** Page text **
* * * *
Re: Parallel INSERT (INTO ... SELECT ...)

From: Amit Kapila <amit(dot)kapila16(at)gmail(dot)com>
To: Greg Nancarrow <gregn4422(at)gmail(dot)com>
Cc: Andres Freund <andres(at)anarazel(dot)de>, PostgreSQL-development <pgsql-hackers(at)postgresql(dot)org>
Subject: Re: Parallel INSERT (INTO ... SELECT ...)
Date: 2020-09-26 05:16:51
Message-ID: CAA4eK1+E-pM0U6qw7EOF0yO0giTxdErxoJV9xTqN+Lo9zdotFQ@mail.gmail.com
Views: Raw Message | Whole Thread | Download mbox | Resend email
Thread:
Lists: pgsql-hackers

On Fri, Sep 25, 2020 at 9:23 PM Greg Nancarrow <gregn4422(at)gmail(dot)com> wrote:
>
> On Fri, Sep 25, 2020 at 10:17 PM Amit Kapila <amit(dot)kapila16(at)g
>
> As it turns out, I think I have solved the commandId issue (and almost
> the xid issue) by realising that both the xid and cid are ALREADY
> being included as part of the serialized transaction state in the
> Parallel DSM. So actually I don't believe that there is any need for
> separately passing them in the DSM, and having to use those
> AssignXXXXForWorker() functions in the worker code - not even in the
> Parallel Copy case (? - need to check). GetCurrentCommandId(true) and
> GetFullTransactionId() need to be called prior to Parallel DSM
> initialization, so they are included in the serialized transaction
> state.
* * * *
** Record list **
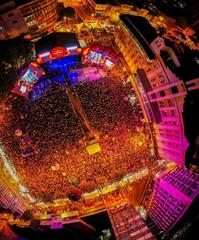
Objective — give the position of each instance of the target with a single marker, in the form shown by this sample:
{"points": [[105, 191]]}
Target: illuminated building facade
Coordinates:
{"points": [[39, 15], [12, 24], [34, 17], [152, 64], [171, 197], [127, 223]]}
* * * *
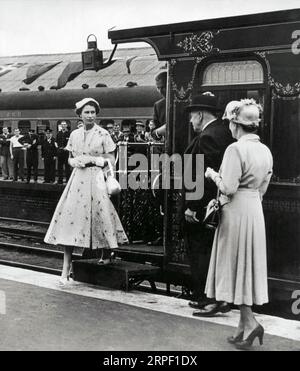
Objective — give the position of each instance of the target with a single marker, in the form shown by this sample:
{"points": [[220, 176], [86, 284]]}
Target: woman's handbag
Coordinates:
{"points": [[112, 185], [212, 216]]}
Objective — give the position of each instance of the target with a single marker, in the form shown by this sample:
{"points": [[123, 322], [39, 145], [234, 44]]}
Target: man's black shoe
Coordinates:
* * * *
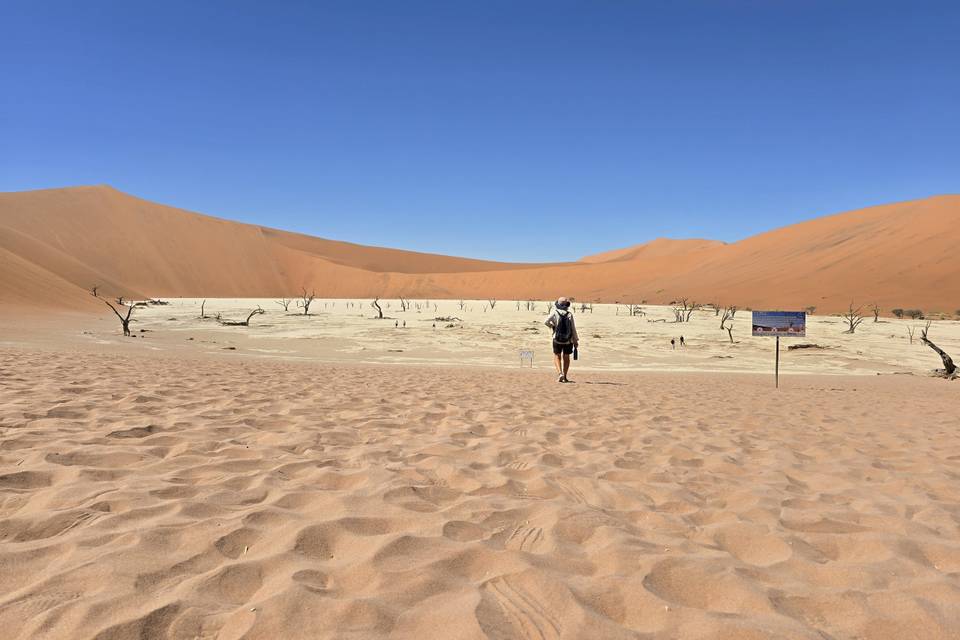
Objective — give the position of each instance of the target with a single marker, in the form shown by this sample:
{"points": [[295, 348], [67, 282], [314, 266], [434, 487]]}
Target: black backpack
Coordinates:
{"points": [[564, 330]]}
* * * *
** Jobs **
#1 Which lines of the listing contain the string "black"? Pull out each of them, treating uppercase and lowercase as different.
#2 Can you pick up the mailing-list message about parallel INSERT after its last sentence and keep writing it?
The listing has no connection to the mailing-list message about parallel INSERT.

** Responses to the exercise **
#1
Target: man's black shoe
Target: black backpack

#2
> I just needed to add a function to set currentCommandIdUsed=true in
> the worker initialization (for INSERT case) and make a small tweak to
> the Assert in GetCurrentCommandId() to ensure that
> currentCommandIdUsed, in a parallel worker, never gets set to true
> when it is false. This is in line with the comment in that function,
> because we know that "currentCommandId was already true at the start
> of the parallel operation". With this in place, I don't need to change
> any of the original calls to GetCurrentCommandId(), so this addresses
> that issue raised by Andres.
>
> I am not sure yet how to get past the issue of the parallel mode being
> set at the top of ExecutePlan(). With that in place, it doesn't allow
> a xid to be acquired for the leader, without removing/changing that
> parallel-mode check in GetNewTransactionId().
>

I think now there is no fundamental problem in allocating xid in the
leader and then sharing it with workers who can use it to perform the
insert. So we can probably tweak that check so that it is true for
only parallel workers.

--
With Regards,
Amit Kapila.

In response to

Browse pgsql-hackers by date

  From Date Subject
Next Message Amit Kapila 2020-09-26 05:29:44 Re: Parallel INSERT (INTO ... SELECT ...)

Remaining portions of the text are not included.